--- Written instruction ---
In the data items below, substitute "Follow this format" for every occurrence of "Use this form" in the lines starting at "Mark one point per instance of the fireplace tool" and ending at "[1385, 661]". Output only those lines, with nothing else altered.

(Data items)
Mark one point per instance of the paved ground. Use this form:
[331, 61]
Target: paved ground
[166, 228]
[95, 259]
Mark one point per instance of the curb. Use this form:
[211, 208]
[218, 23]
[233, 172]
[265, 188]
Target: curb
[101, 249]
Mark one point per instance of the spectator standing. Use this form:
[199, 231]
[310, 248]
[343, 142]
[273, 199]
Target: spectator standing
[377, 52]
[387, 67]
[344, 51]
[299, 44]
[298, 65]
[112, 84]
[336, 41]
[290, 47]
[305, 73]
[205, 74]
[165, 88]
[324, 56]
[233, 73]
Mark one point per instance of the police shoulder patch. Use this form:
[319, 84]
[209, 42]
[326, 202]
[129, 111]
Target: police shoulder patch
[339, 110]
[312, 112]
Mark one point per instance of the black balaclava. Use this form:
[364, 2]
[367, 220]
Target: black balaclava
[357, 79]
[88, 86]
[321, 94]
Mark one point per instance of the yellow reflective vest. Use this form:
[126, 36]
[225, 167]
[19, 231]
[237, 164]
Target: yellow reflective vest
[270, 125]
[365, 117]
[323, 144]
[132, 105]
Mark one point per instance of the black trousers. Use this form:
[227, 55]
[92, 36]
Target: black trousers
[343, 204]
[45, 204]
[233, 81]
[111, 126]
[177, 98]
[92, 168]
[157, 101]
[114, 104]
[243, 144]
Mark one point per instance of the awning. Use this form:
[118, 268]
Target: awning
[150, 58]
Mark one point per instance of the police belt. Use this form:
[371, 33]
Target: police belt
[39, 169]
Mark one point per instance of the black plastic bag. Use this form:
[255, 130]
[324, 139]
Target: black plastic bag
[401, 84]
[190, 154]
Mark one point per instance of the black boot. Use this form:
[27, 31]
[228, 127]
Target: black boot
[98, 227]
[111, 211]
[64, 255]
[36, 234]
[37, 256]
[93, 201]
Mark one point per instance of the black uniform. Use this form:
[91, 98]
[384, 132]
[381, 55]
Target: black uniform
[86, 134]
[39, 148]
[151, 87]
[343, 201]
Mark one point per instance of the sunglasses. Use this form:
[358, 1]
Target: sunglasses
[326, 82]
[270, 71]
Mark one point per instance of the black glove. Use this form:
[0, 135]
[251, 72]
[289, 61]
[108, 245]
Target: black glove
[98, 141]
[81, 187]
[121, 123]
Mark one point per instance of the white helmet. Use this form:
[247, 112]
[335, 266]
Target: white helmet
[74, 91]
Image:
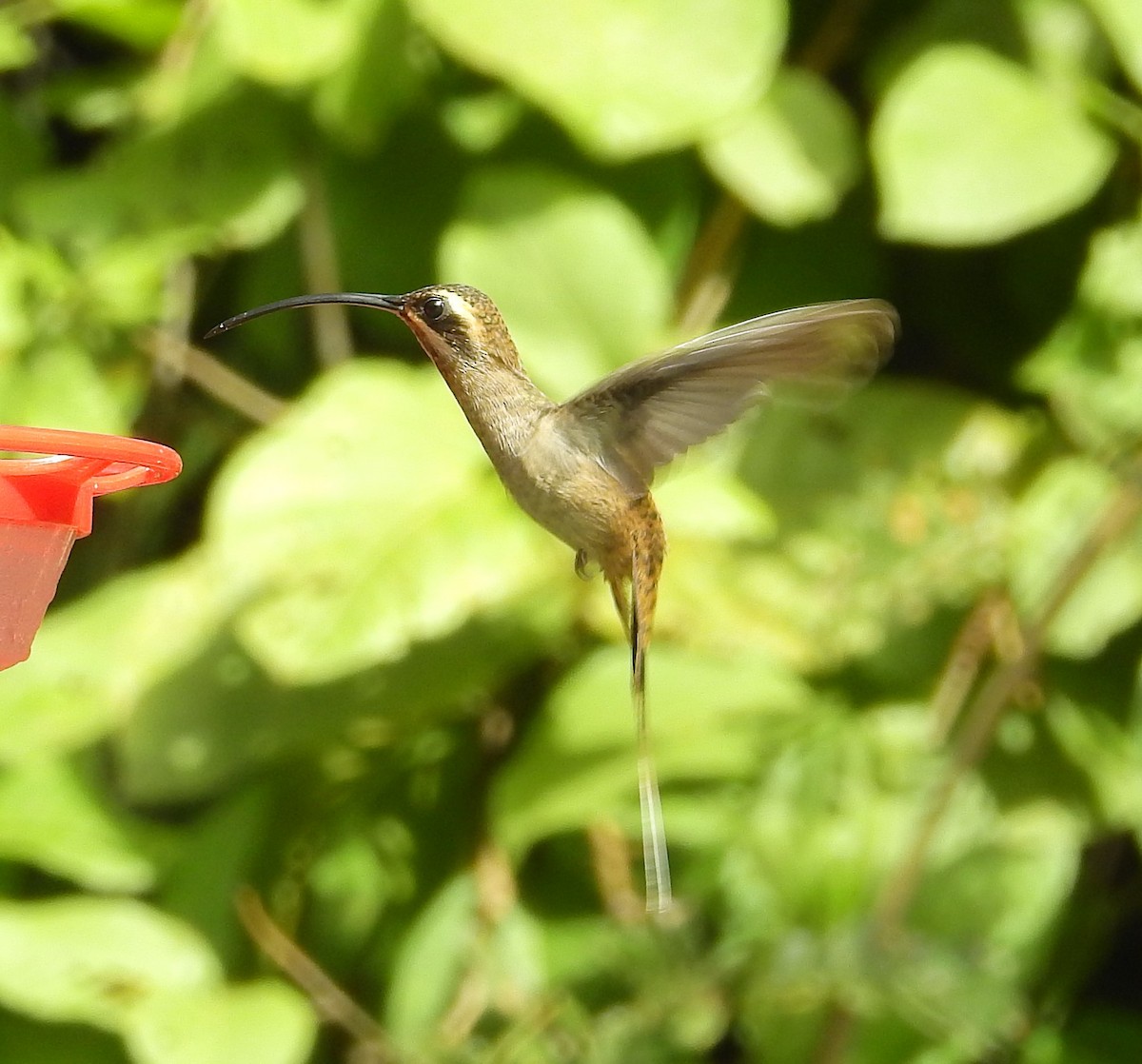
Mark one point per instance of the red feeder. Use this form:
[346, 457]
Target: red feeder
[46, 506]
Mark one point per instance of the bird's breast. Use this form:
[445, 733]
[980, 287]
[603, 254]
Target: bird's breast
[559, 481]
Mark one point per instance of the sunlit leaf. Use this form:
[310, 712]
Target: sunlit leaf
[54, 819]
[216, 179]
[358, 99]
[16, 47]
[434, 956]
[262, 1023]
[886, 508]
[364, 521]
[1050, 529]
[626, 79]
[578, 761]
[1122, 19]
[289, 42]
[971, 148]
[792, 158]
[577, 276]
[96, 960]
[95, 659]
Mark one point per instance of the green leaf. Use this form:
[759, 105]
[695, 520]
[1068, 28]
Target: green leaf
[220, 717]
[143, 24]
[705, 714]
[289, 42]
[96, 960]
[16, 47]
[61, 386]
[971, 148]
[358, 99]
[1109, 755]
[1122, 21]
[626, 78]
[95, 659]
[365, 520]
[52, 818]
[1050, 527]
[431, 962]
[578, 279]
[217, 181]
[886, 508]
[264, 1022]
[794, 156]
[1112, 276]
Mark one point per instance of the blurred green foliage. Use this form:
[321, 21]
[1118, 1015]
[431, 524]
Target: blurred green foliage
[895, 685]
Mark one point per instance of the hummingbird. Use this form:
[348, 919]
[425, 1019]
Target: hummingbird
[582, 468]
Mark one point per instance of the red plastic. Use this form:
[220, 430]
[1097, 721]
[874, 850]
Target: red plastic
[46, 504]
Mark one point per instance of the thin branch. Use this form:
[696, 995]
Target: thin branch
[708, 278]
[833, 36]
[981, 720]
[212, 377]
[610, 861]
[329, 1000]
[986, 629]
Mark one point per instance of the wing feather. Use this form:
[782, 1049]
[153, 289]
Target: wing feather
[655, 409]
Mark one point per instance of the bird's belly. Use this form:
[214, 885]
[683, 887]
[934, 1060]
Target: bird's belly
[580, 502]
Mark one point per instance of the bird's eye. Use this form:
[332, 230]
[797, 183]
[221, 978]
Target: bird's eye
[433, 308]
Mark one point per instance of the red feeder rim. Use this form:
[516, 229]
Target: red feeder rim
[46, 504]
[75, 467]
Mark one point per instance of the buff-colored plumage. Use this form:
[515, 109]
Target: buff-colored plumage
[582, 468]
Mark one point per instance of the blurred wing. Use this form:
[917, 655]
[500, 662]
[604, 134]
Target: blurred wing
[652, 410]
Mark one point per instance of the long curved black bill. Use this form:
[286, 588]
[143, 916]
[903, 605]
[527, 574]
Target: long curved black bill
[393, 304]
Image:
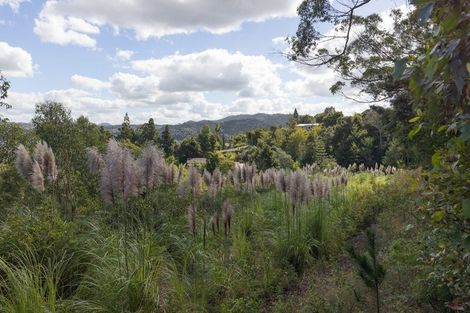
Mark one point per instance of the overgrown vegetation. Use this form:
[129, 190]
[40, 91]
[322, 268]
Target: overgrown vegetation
[278, 220]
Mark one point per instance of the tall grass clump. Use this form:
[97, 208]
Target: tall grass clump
[147, 287]
[29, 285]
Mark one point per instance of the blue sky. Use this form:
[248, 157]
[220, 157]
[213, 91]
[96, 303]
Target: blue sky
[170, 60]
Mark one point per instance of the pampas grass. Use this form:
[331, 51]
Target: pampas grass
[194, 180]
[24, 163]
[95, 161]
[37, 179]
[151, 164]
[35, 171]
[192, 219]
[227, 217]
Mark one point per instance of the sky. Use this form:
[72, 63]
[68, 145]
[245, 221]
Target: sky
[170, 60]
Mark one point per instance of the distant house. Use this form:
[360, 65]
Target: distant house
[307, 127]
[238, 149]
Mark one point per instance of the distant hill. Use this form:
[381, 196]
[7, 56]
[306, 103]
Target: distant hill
[232, 125]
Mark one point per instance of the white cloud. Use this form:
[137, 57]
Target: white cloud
[156, 19]
[124, 55]
[15, 62]
[51, 26]
[14, 4]
[279, 40]
[214, 70]
[88, 83]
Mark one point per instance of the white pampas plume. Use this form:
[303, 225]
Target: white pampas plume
[150, 163]
[122, 171]
[180, 174]
[106, 186]
[236, 177]
[194, 180]
[40, 154]
[192, 219]
[37, 179]
[50, 165]
[95, 161]
[207, 177]
[24, 164]
[227, 217]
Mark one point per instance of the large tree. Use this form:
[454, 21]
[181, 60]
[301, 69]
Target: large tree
[148, 133]
[4, 86]
[167, 141]
[125, 131]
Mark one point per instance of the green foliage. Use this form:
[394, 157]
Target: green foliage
[125, 131]
[371, 271]
[147, 133]
[4, 86]
[167, 141]
[11, 136]
[189, 148]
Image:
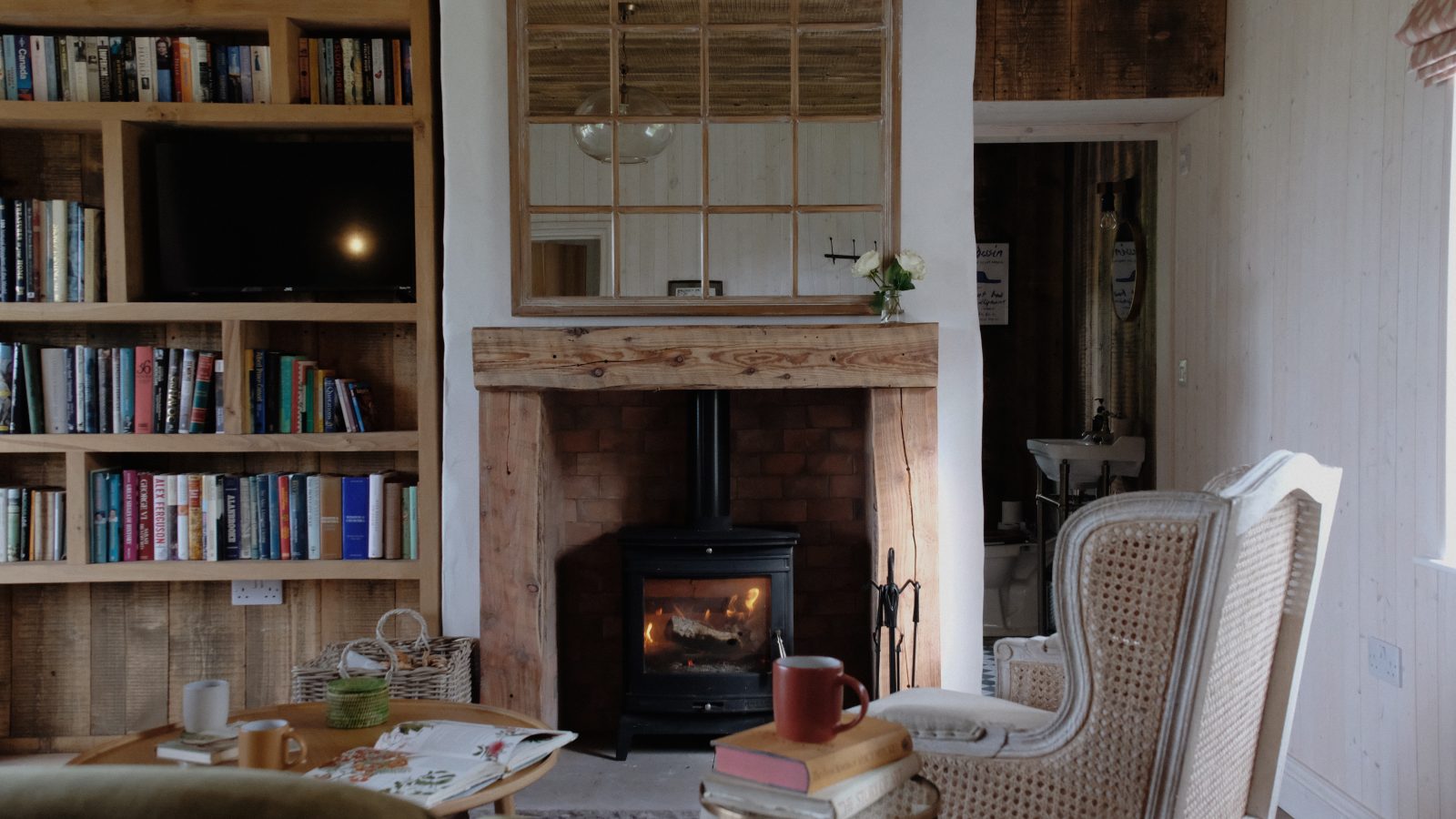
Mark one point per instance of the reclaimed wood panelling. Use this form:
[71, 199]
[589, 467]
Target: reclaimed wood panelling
[207, 640]
[1040, 50]
[903, 490]
[80, 663]
[50, 653]
[6, 676]
[1309, 300]
[517, 611]
[710, 356]
[146, 636]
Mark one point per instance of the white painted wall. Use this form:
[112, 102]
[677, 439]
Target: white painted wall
[1308, 299]
[935, 220]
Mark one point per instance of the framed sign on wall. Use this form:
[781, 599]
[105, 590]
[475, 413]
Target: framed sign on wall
[994, 281]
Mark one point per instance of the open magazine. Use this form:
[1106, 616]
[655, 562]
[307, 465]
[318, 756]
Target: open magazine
[434, 761]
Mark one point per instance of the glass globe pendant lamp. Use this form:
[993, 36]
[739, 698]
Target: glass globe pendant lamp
[640, 142]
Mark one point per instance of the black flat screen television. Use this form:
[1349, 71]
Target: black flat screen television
[237, 216]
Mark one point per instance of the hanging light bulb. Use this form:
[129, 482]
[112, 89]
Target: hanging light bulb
[637, 142]
[1108, 220]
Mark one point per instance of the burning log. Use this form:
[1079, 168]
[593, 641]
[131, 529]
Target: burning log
[688, 630]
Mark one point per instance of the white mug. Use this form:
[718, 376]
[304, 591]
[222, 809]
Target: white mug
[204, 705]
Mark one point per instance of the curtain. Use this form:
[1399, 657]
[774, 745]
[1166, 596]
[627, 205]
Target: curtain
[1431, 31]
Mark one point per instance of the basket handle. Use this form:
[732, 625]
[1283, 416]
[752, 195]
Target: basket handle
[389, 652]
[421, 640]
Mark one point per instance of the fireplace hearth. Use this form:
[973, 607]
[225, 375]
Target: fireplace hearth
[572, 440]
[706, 608]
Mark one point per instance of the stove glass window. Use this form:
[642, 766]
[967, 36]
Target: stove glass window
[706, 625]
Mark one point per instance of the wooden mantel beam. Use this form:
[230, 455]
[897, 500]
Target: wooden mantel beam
[706, 358]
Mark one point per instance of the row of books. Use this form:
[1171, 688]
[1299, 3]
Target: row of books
[50, 251]
[759, 773]
[33, 523]
[138, 515]
[109, 389]
[291, 394]
[133, 69]
[347, 70]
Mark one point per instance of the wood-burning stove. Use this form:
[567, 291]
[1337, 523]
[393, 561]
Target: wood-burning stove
[706, 608]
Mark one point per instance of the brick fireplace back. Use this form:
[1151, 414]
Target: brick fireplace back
[797, 462]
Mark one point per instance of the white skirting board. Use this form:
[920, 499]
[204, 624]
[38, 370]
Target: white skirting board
[1305, 794]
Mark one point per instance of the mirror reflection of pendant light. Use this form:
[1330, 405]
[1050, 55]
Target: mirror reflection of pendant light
[638, 142]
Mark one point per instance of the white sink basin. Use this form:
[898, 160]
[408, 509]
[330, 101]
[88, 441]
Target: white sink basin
[1123, 457]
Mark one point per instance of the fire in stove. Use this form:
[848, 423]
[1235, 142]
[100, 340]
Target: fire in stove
[730, 636]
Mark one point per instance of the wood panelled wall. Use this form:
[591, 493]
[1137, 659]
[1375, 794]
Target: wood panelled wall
[1309, 300]
[1098, 48]
[80, 663]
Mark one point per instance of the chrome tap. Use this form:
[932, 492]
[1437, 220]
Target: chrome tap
[1101, 430]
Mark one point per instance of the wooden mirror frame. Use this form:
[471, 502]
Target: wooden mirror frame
[526, 303]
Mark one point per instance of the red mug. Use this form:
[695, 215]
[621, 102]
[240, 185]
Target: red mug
[807, 704]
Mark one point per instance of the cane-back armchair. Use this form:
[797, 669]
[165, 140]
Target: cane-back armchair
[1183, 627]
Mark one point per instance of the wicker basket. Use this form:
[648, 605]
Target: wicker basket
[427, 668]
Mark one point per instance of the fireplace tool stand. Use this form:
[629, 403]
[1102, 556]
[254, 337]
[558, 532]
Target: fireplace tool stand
[887, 618]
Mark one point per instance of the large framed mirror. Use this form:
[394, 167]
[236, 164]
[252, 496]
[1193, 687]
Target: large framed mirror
[747, 146]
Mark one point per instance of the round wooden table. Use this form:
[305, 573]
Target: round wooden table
[325, 743]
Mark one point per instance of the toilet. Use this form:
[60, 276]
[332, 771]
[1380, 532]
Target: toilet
[1009, 606]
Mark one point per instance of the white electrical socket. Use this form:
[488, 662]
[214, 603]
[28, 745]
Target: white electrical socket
[257, 592]
[1385, 661]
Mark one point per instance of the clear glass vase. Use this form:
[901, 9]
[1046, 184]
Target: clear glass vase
[892, 312]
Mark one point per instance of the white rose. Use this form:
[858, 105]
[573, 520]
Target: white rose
[912, 263]
[868, 264]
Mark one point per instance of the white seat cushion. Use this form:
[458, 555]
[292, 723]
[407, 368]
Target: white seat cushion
[935, 713]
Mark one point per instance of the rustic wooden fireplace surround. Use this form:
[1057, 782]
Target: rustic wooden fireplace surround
[514, 368]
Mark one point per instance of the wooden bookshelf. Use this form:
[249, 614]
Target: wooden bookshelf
[150, 627]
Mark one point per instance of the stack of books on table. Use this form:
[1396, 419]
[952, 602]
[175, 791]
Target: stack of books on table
[757, 773]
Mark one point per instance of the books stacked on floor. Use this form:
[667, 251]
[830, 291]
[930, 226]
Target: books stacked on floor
[109, 389]
[131, 69]
[293, 394]
[762, 774]
[351, 70]
[50, 251]
[33, 523]
[138, 515]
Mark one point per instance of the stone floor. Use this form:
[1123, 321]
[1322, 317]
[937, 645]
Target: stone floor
[662, 774]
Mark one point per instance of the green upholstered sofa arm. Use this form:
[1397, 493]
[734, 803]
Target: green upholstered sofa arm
[147, 792]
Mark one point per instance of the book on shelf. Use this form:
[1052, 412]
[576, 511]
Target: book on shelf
[104, 389]
[33, 523]
[138, 515]
[201, 748]
[131, 69]
[763, 756]
[296, 394]
[50, 251]
[434, 761]
[841, 800]
[349, 70]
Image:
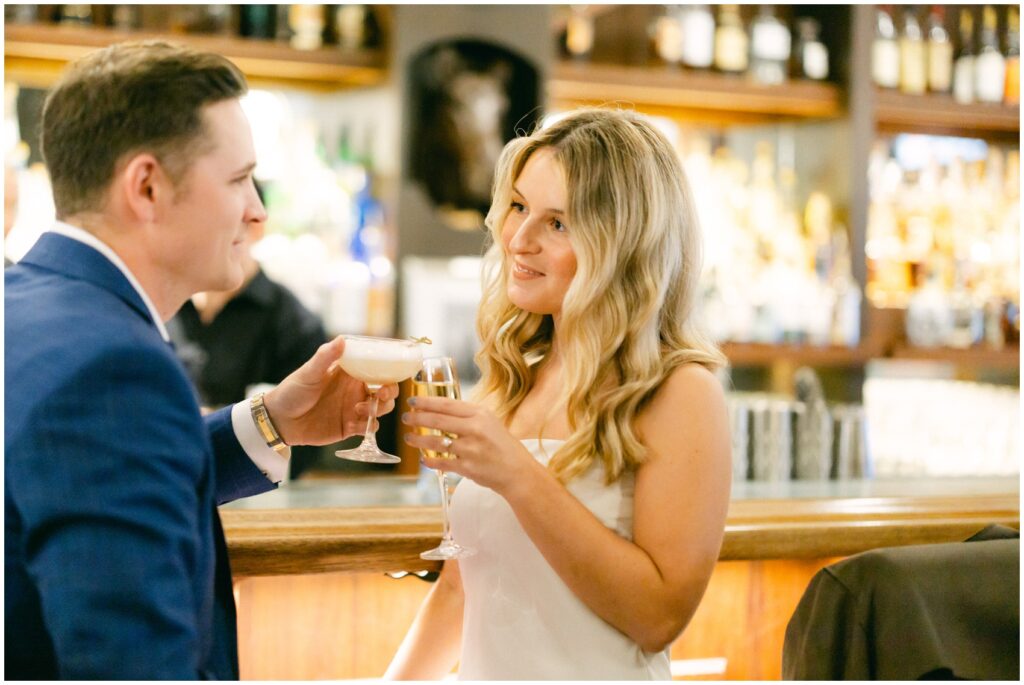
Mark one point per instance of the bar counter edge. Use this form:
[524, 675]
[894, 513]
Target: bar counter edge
[322, 540]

--- Correct response ---
Mark one point per instance of the fireplace tool stand. Follow this format:
[629, 403]
[1102, 556]
[254, 337]
[558, 532]
Target: fireplace tool stand
[887, 618]
Mark one point per instance of the large framed mirror. Follow this format:
[394, 167]
[236, 164]
[252, 496]
[1193, 687]
Target: large framed mirror
[747, 146]
Mark one point per instance of the round wooden table. Follow this format:
[305, 573]
Target: round wooden table
[325, 743]
Mark one point per instance of the toilet. Follow this format:
[60, 276]
[332, 771]
[1380, 532]
Target: toilet
[1009, 606]
Mark one point per instance of the white electrical socket. Follow this format:
[488, 662]
[214, 603]
[28, 745]
Target: white electrical socket
[257, 592]
[1385, 661]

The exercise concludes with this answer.